— ARTIKEL —
╔══

Lensacamera.com : NGAWI - Benteng Van den Bosch terletak di Kelurahan Pelem, Kecamatan Ngawi, Kabupaten Ngawi. Dengan ukuran bangunan 165 m x 80 m, benteng ini mudah dijangkau karena lokasinya yang strategis, yakni di sudut pertemuan sungai Bengawan Solo dan Sungai Madiun.
Benteng Van den Bosch dikenal juga sebagai Benteng Pendem. Hal ini karena bangunannya yang dibuat lebih rendah dari tanah sekitarnya. Sebab, Benteng Van den Bosch berfungsi sebagai benteng pertahanan sehingga letaknya harus tersembunyi. Oleh karena itu, letaknya yang lebih rendah membuat benteng tersebut seolah terpendam.
Sejarah Benteng Van den Bosch
Dihimpun dari situs Bappeda Litbang Kabupaten Ngawi, pada abad ke-19, Ngawi menjadi salah satu pusat perdagangan dan pelayaran di Jawa Timur. Selain itu, Belanda juga menjadikannya sebagai pusat pertahanan dalam Perang Diponegoro (1825-1830).
Kala itu, perlawanan melawan Belanda dipimpin oleh kepala daerah setempat. Untuk wilayah Ngawi, Adipati Judodiningrat, Raden Tumenggung Surodirjo, dan Wirotani yang sekaligus menjadi salah satu pengikut Pangeran Diponegoro memimpin langsung perjuangan itu.
Pada tahun 1825, Belanda berhasil mengambil alih Ngawi. Untuk mempertahankan kekuasaannya, Pemerintah Hindia Belanda membangun sebuah benteng. Pembangunannya memakan waktu selama kurang lebih 20 tahun.
Pada 1845, Benteng Van den Bosch pun berdiri. Benteng itu dihuni oleh tentara Belanda dengan 250 orang bersenjata api, 6 meriam api, dan 60 orang kavaleri. Pasukan itu dipimpin oleh Johannes Van den Bosch.
Pemerintah Belanda sengaja memilih lokasi pembangunan Benteng Van den Bosch di area Sungai Bengawan Solo dan Bengawan Madiun karena posisinya yang strategis. Kawasan itu dimanfaatkan sebagai jalur perdagangan dan lalu lintas sungai. Bahkan, perahu-perahu yang lewat juga memuat berbagai hasil bumi berupa rempah-rempah.
Dengan kemampuan arsitek Belanda kala itu, Benteng Van den Bosch berhasil dibangun dengan posisi lebih rendah dari tanah sekitarnya. Terlebih, para arsitek turut mendesain saluran drainase agar benteng itu terhindar dari banjir.

╚══

— DATA TERSIMPAN —
╔══

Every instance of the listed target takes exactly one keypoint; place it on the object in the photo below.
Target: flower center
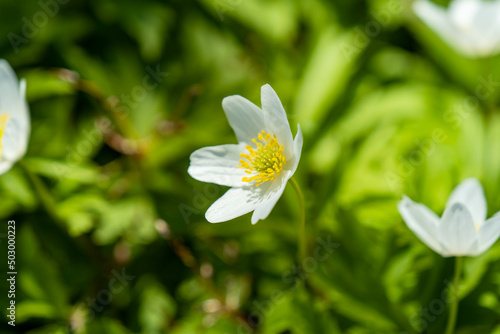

╚══

— YANG HARUS DIKERJAKAN —
- A) Menurut artikel tentang Benteng Van den Bosch, berapa lama waktu yang dibutuhkan untuk membangun benteng tersebut?
- B) Lanjutkan artikel tentang Benteng Van den Bosch mulai dari setelah kalimat terakhirnya.

— JAWABAN TERTULIS —
- A) Kurang lebih 20 tahun.

- B)
Kegigihan Belanda dalam merebut wilayah Ngawi membuat Pangeran Diponegoro tidak tinggal diam. Ia bersama salah satu pengikut setianya, Kyai Haji Muhammad Nursalim melakukan perlawanan terhadap pasukan Belanda. Selain itu, kedua tokoh tersebut juga mengajarkan agama Islam serta menanamkan motivasi berjuang melawan Belanda kepada masyarakat Ngawi.
Setelah kependudukan Belanda selesai, Benteng Van den Bosch kemudian diambil alih oleh pemerintah Jepang sebagai penjara. Pada Februari 1943 hingga Februari 1944, sekitar 1.580 pria tercatat pernah mendekam di balik jeruji bangunan ini.
Jumlah tersebut semakin bertambah hingga Indonesia berhasil mencapai kemerdekaan. Para tawanan baru dibebaskan ketika Jepang meninggalkan Indonesia. Setelah penyerahan kedaulatan, Benteng Van den Bosch sempat digunakan oleh TNI Angkatan Darat.
Untuk Harga tiket sangat terjangkau,per org 22 Rb sudah dgn parkiran Motor,dan Benteng Van den Bosch dikunjungi sama org² yg sangat antusias,suasana nya yg sangat adem & sejuk.
benteng Van Den Bosch, pengeluaran biaya untuk merenovasi bangunan dgn perkiraan harga (113.7 M).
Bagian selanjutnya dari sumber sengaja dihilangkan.